Aim of the task: Return the records word for word. Any pictures in them are not part of the copy.

-*-*-

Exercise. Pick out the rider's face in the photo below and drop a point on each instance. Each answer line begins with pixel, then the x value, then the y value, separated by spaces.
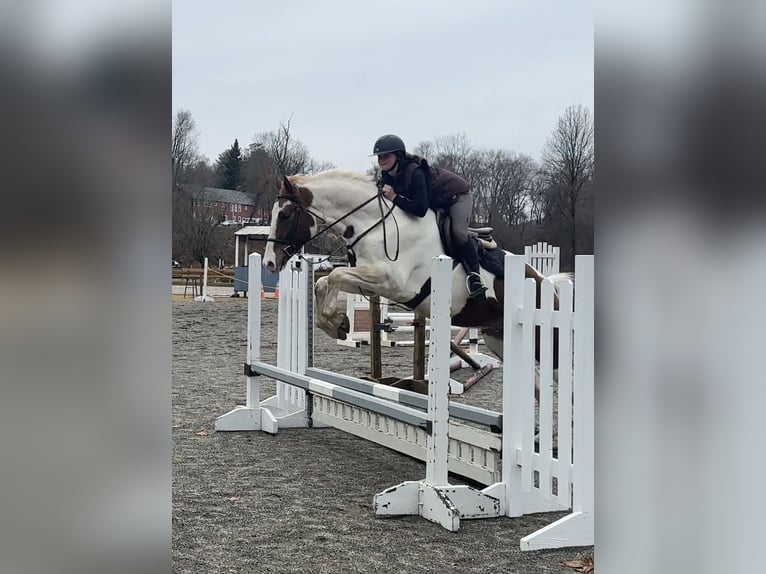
pixel 386 161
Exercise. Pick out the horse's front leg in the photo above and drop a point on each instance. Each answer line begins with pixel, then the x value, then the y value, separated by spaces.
pixel 329 317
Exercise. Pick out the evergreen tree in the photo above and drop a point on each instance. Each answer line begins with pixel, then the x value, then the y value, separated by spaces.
pixel 229 168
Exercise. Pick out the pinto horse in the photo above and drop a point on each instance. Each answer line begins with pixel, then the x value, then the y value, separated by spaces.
pixel 392 251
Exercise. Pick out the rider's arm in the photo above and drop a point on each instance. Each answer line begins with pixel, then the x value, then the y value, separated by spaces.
pixel 417 202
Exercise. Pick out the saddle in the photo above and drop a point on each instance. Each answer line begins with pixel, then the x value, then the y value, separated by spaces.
pixel 491 257
pixel 482 235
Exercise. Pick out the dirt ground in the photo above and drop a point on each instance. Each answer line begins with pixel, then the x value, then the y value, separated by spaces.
pixel 301 501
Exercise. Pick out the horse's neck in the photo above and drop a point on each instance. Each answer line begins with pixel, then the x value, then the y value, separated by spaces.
pixel 415 239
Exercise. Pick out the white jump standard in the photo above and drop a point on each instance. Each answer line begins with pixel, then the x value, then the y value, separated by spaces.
pixel 519 474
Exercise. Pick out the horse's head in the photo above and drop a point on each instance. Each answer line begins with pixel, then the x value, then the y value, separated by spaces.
pixel 292 223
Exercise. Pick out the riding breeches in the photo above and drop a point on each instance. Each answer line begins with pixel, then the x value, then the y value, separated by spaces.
pixel 460 213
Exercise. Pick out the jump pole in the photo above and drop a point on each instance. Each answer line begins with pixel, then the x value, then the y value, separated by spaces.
pixel 434 498
pixel 204 298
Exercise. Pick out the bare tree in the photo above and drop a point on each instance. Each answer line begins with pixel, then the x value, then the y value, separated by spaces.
pixel 502 183
pixel 289 155
pixel 568 162
pixel 452 152
pixel 185 144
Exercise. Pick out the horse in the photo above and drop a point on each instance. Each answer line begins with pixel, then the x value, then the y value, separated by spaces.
pixel 391 252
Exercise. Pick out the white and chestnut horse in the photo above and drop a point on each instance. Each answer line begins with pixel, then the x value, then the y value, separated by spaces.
pixel 391 248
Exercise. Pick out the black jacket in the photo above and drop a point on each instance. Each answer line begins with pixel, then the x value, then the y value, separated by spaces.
pixel 411 185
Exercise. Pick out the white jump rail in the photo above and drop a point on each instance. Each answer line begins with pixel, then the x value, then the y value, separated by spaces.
pixel 554 475
pixel 379 413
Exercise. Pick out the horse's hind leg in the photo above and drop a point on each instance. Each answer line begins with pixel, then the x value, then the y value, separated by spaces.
pixel 329 318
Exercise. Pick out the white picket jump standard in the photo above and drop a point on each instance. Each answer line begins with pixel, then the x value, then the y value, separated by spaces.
pixel 543 257
pixel 517 494
pixel 434 498
pixel 288 407
pixel 525 484
pixel 204 298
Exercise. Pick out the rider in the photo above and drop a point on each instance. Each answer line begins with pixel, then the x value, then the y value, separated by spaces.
pixel 412 185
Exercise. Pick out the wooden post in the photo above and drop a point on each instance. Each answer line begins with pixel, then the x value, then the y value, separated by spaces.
pixel 376 368
pixel 419 349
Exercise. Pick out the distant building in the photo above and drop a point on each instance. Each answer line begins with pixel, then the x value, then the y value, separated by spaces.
pixel 228 206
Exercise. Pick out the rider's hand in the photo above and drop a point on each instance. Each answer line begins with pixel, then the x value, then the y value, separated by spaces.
pixel 388 192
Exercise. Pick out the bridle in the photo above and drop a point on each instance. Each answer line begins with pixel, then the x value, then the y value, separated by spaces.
pixel 293 246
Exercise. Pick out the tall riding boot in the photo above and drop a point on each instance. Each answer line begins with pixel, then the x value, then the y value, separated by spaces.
pixel 470 259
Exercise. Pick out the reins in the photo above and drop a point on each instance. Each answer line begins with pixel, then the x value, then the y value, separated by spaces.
pixel 292 248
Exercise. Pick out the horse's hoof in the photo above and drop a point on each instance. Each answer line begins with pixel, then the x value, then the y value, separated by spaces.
pixel 344 328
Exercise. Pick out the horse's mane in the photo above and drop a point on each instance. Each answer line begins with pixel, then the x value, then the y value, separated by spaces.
pixel 334 173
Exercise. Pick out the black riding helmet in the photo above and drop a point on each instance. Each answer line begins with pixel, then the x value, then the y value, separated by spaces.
pixel 389 143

-*-*-

Solution for this exercise:
Exercise. Pick out the rider's face in the photo below and drop a point on each instance. Each answer line begins with pixel, then the x value, then the y value, separated by spaces.
pixel 386 161
Exercise. Pick out the horse's front leg in the photo above and drop a point on each instance. Each answer line begins with pixel, then the x value, then the y value, separated by spaces.
pixel 329 317
Exercise. Pick out the evergreen tree in the photo above and drop a point on each instance. Each answer line begins with pixel, then the x value, then the y value, separated by spaces.
pixel 229 168
Exercise. Pick out the pinto horse in the photo above and drop a point on each instance. Each answer line begins with pixel, then the x value, then the y value, separated by spaces.
pixel 392 251
Exercise. Pick out the rider's arm in the photo above and drop a point on each instance. Each answer line begins with pixel, then the x value, then the y value, separated by spaces.
pixel 417 202
Exercise. Pick out the saddle in the photo above and drop a point on each instance. Each answer line begins with pixel, then the x value, then the y value, separated by spaces.
pixel 491 257
pixel 482 235
Exercise. Pick out the dirt ground in the photo above and drop a point on each instance. Each answer line begins with pixel, then the x value, then the y value, separated by spaces.
pixel 301 501
Exercise. Pick out the horse's neck in the photo above and drop a point on each instance. Each answer line begins with pixel, then the x value, then the y value, separated by spaces.
pixel 415 239
Exercise. Pick out the white jump standard in the photo above and drop a point on each instance. Each answer line begins with pixel, then the x value, then the y value, separated by spaces.
pixel 519 474
Exercise. Pick out the horse's head in the photo above and drop a point on each instance. Each answer line begins with pixel, then the x value, then the y value, separated by spaces.
pixel 292 223
Exercise. Pick out the riding breeches in the photo above and drop a point on each instance. Each answer line begins with pixel, then the x value, then the y value, separated by spaces.
pixel 460 213
Exercise. Pick out the jump pole in the photo above and drop a point on each instance. Each answer line begins with pixel, then the x value, then the y value, separated by spaces.
pixel 434 498
pixel 204 298
Exercise. Pick out the bare tree in the photo above and drop a point on each instance. Each answer line begins with pixel, then the x value, then the y value, separated by spaces.
pixel 502 183
pixel 289 155
pixel 568 162
pixel 452 152
pixel 185 144
Exercise. Pick out the horse in the photo above and drop a point on each instance. Each answer line begins with pixel, then the x value, then the y value, separated by spaces.
pixel 391 252
Exercise. Pick out the white and chestnut horse in the photo above and drop a point on each instance. Each answer line begins with pixel, then the x value, then the y value, separated by spaces.
pixel 391 248
Exercise. Pick out the black jacket in the photo above and drop a point on each instance. Each answer line begins with pixel, then the x value, then the y value, separated by spaces.
pixel 411 185
Exercise. Pick out the white jump rail in the photo above and drop a point on each instance. Each answer line begins with pixel, then the x value, then the y value, separated by spaces.
pixel 554 475
pixel 379 413
Exercise. Pick out the horse's hind leg in the photo above and drop a point on each instance. Each answer line begins with pixel, then the x value, then the y value, separated by spaces.
pixel 329 318
Exercise. Pick out the white picket jump standard in the photo above and drop a point on each instance. Each answer line begins with pixel, then the x value, then the y value, separated by spaces.
pixel 543 257
pixel 517 494
pixel 434 498
pixel 288 407
pixel 525 484
pixel 204 298
Exercise. Pick out the rider in the photo above and drop a point on each instance. Each answer line begins with pixel, then the x value, then the y value, separated by spaces.
pixel 412 185
Exercise. Pick out the wooden post in the photo above and drop a point on each instance. Each answer line begins with pixel, then the x value, then the y value, separated by spaces.
pixel 376 368
pixel 419 349
Exercise. Pick out the distant building in the photo above and drop a point on each instance. Each answer line begins with pixel, then the x value, then the y value, separated by spaces.
pixel 228 206
Exercise. Pick out the rider's hand in the photo above and drop a point on each instance. Each answer line begins with pixel, then the x value, then the y value, separated by spaces.
pixel 388 192
Exercise. Pick out the bridle in the photo above and drop a point on each instance. Each answer line begins with pixel, then the x value, then the y value, separated by spaces.
pixel 293 246
Exercise. Pick out the tall riding boot in the photo above and drop a point on each instance. Each answer line begins with pixel, then the x value, then the y value, separated by spaces.
pixel 470 259
Exercise. Pick out the reins in the photo above and drop a point on each instance. Each answer line begins with pixel, then the x value, then the y value, separated by spaces.
pixel 292 248
Exercise. Pick out the horse's hoof in the photo above and drop a point on each instance. Each answer line begins with pixel, then the x value, then the y value, separated by spaces.
pixel 344 328
Exercise. Pick out the horse's mane in the photo above and drop a point on each instance. Each answer line begins with pixel, then the x value, then the y value, separated by spaces.
pixel 334 173
Exercise. Pick out the black riding helmet in the photo above and drop a point on each instance. Each answer line begins with pixel, then the x value, then the y value, separated by spaces.
pixel 389 143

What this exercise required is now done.